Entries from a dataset
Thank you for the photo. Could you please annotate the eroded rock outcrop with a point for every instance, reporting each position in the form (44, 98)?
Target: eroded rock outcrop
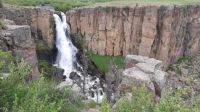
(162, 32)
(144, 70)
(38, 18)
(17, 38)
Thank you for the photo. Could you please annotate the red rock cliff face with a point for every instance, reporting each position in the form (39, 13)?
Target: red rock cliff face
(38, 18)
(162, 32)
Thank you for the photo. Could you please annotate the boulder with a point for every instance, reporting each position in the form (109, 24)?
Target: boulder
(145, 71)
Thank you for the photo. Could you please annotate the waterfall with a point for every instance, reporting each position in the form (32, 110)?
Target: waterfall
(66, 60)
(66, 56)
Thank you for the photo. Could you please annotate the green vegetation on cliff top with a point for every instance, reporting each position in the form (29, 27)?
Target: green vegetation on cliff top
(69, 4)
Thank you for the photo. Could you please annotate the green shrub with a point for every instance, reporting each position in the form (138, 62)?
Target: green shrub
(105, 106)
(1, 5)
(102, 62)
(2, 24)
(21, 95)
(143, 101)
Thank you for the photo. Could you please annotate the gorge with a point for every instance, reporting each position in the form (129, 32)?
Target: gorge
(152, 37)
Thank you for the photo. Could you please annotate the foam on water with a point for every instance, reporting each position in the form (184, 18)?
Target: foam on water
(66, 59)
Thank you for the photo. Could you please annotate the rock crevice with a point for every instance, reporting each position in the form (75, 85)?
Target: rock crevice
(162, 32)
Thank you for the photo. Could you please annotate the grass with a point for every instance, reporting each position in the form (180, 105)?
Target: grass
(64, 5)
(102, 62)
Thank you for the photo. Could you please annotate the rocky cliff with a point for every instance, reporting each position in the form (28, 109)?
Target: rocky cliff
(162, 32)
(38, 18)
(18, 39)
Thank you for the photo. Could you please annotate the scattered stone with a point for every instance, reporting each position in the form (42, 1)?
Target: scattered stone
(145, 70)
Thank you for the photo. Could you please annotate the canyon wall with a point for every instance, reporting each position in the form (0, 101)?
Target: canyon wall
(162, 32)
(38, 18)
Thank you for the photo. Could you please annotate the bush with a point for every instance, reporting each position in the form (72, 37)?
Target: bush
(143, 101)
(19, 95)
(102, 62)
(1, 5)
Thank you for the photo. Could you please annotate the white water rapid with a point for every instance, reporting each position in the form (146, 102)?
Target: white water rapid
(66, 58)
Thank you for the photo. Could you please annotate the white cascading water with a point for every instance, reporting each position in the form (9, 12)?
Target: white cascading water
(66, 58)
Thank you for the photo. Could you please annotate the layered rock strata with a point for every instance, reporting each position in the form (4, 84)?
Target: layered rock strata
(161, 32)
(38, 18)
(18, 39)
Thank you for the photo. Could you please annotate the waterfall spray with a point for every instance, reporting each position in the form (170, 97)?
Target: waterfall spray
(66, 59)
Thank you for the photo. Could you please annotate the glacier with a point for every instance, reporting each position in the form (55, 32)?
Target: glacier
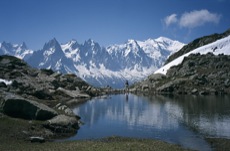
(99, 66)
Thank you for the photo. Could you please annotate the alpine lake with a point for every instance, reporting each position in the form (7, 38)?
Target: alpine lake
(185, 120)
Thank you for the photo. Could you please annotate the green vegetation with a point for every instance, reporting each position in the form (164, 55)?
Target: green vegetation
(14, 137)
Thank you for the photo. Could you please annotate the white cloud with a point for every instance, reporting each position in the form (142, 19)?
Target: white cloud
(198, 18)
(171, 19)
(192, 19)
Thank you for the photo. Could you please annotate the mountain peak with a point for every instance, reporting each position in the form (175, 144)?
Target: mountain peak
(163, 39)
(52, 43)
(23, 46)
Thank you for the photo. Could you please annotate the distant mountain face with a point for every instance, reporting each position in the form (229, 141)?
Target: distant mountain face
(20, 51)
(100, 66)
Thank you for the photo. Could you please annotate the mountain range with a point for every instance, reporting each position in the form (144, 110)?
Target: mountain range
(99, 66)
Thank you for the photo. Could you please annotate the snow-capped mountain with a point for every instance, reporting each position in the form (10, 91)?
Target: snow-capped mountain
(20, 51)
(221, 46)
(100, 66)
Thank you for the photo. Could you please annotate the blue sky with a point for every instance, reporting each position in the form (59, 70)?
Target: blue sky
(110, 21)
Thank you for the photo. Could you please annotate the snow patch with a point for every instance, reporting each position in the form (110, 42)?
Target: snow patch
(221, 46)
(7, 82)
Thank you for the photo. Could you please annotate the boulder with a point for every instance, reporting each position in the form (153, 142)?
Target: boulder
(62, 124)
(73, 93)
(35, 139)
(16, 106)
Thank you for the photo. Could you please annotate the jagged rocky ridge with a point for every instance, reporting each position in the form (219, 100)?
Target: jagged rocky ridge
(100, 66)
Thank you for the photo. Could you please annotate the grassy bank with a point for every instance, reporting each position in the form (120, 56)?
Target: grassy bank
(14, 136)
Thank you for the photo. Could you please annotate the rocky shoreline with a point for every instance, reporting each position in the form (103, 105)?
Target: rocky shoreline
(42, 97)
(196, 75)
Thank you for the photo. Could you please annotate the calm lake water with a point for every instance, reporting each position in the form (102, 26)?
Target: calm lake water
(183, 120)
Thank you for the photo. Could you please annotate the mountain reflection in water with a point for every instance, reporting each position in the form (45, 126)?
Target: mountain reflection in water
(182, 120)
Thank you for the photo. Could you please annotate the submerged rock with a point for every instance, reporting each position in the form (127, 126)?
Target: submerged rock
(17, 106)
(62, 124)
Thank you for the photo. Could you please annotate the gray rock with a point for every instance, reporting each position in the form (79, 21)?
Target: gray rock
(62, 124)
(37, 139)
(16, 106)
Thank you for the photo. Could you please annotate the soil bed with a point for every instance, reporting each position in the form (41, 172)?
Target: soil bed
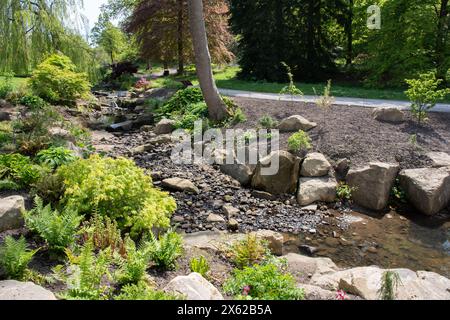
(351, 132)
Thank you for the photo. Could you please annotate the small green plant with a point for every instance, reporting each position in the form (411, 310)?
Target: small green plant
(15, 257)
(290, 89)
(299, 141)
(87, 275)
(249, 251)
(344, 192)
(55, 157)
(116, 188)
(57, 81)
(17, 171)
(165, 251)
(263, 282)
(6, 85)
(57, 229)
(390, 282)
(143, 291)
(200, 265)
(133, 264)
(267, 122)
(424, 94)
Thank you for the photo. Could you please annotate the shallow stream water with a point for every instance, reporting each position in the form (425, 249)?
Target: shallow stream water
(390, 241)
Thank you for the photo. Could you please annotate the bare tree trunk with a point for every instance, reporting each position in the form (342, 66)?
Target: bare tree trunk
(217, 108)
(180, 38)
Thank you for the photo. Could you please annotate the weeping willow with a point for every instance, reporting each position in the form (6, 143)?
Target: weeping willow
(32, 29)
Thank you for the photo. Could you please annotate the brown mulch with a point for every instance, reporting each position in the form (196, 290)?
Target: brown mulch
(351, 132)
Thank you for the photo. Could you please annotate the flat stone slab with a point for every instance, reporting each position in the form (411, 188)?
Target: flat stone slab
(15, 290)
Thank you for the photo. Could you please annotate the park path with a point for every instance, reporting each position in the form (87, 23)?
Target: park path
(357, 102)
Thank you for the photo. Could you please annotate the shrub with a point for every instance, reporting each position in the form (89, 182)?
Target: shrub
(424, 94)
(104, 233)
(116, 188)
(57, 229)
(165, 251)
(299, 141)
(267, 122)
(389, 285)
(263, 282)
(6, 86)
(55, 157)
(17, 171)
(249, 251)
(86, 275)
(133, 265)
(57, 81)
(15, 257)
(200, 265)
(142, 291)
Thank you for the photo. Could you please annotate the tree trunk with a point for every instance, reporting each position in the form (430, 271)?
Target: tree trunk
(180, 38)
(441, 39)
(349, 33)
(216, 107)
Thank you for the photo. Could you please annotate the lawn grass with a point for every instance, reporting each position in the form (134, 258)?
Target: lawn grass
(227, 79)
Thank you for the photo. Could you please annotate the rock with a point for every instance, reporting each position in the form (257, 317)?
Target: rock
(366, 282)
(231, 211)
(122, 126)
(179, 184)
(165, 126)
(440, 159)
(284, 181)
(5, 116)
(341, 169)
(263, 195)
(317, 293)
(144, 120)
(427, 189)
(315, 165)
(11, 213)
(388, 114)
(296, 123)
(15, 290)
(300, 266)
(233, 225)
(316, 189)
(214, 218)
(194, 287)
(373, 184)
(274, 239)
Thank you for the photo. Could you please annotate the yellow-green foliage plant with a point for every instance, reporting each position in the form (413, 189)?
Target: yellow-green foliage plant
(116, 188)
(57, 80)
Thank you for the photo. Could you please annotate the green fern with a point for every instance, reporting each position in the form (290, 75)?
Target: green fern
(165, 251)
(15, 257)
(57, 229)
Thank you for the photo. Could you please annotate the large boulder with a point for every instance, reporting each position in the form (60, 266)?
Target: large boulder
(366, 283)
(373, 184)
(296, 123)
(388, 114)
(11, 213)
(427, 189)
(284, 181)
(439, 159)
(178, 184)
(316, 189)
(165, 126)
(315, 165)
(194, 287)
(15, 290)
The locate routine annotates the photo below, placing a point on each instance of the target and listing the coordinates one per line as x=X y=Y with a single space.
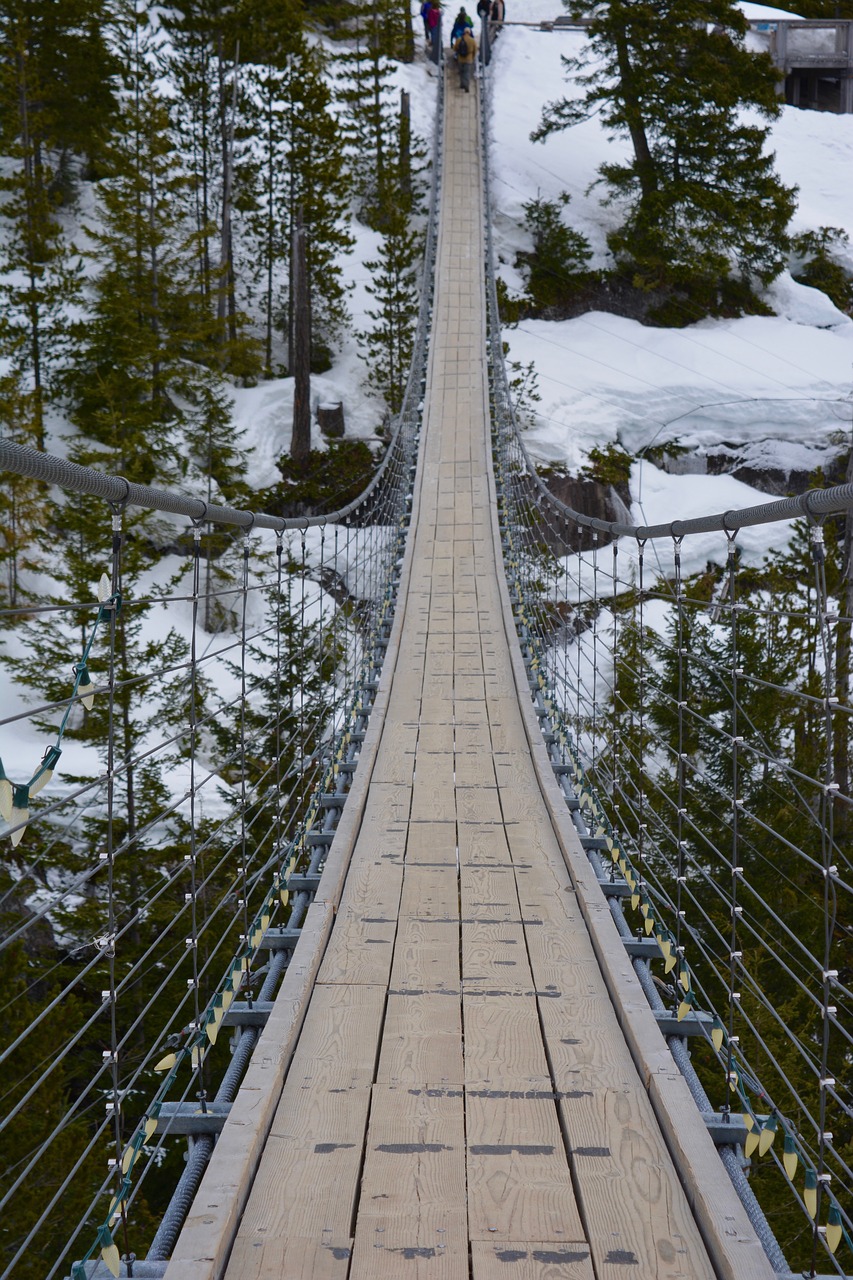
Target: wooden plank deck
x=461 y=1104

**EXERCISE DETAILS:**
From the line containing "form (413, 189)?" through the end of the entries, quote each line exactly and nothing else, excluding all pictures.

**EXERCISE ANSWER:**
Thank you for the photo. Could you please annotate the yellow-green foliage plant with a point for every instance, reporting each position in the form (413, 189)?
Target: yellow-green foliage plant
(116, 188)
(57, 80)
Thank you for the photo. Could you please annotate the green fern with a point for every instance, reporting each position in the form (290, 75)?
Target: green fern
(165, 251)
(15, 257)
(57, 229)
Thank you for the photo. Could you please annotate the large boulder with a point for every instance, reporting each position in the form (60, 266)?
Target: large boulder
(366, 283)
(373, 184)
(296, 123)
(388, 114)
(11, 213)
(427, 189)
(284, 181)
(439, 159)
(178, 184)
(316, 189)
(165, 126)
(315, 165)
(194, 287)
(15, 290)
The locate routine annotates the photo below, placing a point on each instance of the target and listing the coordinates one per line as x=X y=Y with a single space.
Target: wooden plank deck
x=461 y=1104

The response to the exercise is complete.